*Records drawn from a dataset*
----

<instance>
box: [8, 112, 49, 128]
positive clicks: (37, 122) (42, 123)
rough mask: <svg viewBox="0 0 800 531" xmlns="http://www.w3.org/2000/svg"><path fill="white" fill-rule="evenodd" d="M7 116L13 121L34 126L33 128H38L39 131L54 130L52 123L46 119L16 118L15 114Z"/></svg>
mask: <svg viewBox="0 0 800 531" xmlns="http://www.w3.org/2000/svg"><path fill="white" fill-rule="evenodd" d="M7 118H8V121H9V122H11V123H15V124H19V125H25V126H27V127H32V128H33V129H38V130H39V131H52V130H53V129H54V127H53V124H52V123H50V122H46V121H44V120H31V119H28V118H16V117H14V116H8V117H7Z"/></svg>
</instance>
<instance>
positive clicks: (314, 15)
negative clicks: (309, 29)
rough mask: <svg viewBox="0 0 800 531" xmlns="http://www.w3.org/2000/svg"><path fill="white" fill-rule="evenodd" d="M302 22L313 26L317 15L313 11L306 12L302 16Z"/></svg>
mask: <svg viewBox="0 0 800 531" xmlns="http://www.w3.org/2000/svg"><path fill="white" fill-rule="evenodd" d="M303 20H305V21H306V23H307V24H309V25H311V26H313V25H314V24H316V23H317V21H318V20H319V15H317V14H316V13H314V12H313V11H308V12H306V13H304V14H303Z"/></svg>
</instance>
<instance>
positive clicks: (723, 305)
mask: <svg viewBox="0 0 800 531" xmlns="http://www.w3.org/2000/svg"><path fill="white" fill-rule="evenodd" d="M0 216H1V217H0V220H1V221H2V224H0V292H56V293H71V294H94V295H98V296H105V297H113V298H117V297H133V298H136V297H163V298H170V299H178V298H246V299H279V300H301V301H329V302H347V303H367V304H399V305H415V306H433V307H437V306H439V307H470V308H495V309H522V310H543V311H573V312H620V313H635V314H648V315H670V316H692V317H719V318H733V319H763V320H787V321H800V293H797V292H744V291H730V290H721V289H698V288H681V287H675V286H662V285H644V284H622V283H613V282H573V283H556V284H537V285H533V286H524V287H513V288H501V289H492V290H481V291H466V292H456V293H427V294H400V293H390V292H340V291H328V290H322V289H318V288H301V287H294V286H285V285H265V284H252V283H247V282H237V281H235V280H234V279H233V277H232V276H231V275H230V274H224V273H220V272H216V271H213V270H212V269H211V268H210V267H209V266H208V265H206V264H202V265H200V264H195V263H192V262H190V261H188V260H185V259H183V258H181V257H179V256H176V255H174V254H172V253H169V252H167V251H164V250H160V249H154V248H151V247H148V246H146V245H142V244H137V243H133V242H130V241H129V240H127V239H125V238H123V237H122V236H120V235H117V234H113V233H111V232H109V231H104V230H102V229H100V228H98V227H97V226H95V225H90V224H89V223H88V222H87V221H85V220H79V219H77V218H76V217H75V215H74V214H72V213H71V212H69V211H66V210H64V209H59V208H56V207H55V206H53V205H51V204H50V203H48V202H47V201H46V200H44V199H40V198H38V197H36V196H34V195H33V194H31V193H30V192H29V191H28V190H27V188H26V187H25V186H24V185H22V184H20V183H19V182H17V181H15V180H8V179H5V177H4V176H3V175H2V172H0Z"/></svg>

----

*Task to carry out*
Each line from the top of the data, up to and including the line that contains "negative clicks: (309, 29)", should be set down exactly.

*Task answer*
<instance>
box: [8, 112, 49, 128]
positive clicks: (37, 122) (42, 123)
rough mask: <svg viewBox="0 0 800 531" xmlns="http://www.w3.org/2000/svg"><path fill="white" fill-rule="evenodd" d="M7 116L13 121L34 126L33 128H38L39 131L54 130L52 123L46 119L16 118L15 114Z"/></svg>
mask: <svg viewBox="0 0 800 531" xmlns="http://www.w3.org/2000/svg"><path fill="white" fill-rule="evenodd" d="M7 118H8V121H9V122H11V123H15V124H19V125H25V126H27V127H32V128H33V129H38V130H39V131H52V130H53V129H54V127H53V124H52V123H50V122H46V121H44V120H31V119H28V118H16V117H14V116H8V117H7Z"/></svg>
</instance>
<instance>
positive clicks: (314, 15)
negative clicks: (309, 29)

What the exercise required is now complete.